## [Set of tasks]
1. Rewrite the final project slides from "Full guidelines on" to "natural disaster exposure?", changing "natural disaster" to "extreme weather".
2. According to the final project slides, by what time and date must the proposal be emailed?

## [Passage]
Deliverable 2: Three-minute in-class presentation during final exam slot (4-7pm, 12/12)

.footnote[
[*]: Your project _must_ include concepts from the second half of the course.
]

---
# Final project

### Proposal:

Short paragraph (4-5 sentences) describing your proposed project. Motivate the question, describe possible data sources, suggest possible analyses.

**Email Sandy your proposal** at sandysum@ucsb.edu by 5pm on November 10th.

---
# Final project

Full guidelines on our [Resources Page](https://tcarleton.github.io/EDS-222-stats/resources.html)

### Some example topics:

- Are political views on climate change associated with recent natural disaster exposure?

- Detecting trends in water quality for indigenous communities in Chile

- Spatial patterns of deforestation during COVID-19

- Are there gendered health effects of wildfire smoke?

## [Referring expression pointing data]
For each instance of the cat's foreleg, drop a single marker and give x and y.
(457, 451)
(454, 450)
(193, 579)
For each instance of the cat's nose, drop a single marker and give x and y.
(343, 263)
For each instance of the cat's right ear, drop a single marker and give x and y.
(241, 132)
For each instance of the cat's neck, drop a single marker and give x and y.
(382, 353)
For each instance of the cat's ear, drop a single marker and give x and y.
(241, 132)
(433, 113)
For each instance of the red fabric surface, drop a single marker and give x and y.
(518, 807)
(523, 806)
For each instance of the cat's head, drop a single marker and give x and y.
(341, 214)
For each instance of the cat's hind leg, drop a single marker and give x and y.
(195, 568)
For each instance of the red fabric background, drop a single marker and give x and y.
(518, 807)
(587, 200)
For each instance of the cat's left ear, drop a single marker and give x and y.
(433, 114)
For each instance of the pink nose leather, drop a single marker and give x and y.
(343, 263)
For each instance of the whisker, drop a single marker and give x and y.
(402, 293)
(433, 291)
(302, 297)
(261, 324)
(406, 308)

...

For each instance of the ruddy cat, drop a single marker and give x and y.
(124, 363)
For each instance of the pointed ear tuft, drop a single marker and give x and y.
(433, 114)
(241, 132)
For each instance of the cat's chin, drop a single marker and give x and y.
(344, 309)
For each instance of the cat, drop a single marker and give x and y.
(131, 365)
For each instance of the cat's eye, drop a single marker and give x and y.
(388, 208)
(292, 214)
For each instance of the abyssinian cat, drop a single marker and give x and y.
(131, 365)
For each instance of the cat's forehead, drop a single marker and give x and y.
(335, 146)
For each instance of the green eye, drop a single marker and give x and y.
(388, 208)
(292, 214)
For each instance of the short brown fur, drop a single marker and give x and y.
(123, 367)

## [Solutions below]
1.
Full guidelines on our [Resources Page](https://tcarleton.github.io/EDS-222-stats/resources.html)

### Some example topics:

- Are political views on climate change associated with recent extreme weather exposure?

2. By 5pm on November 10th.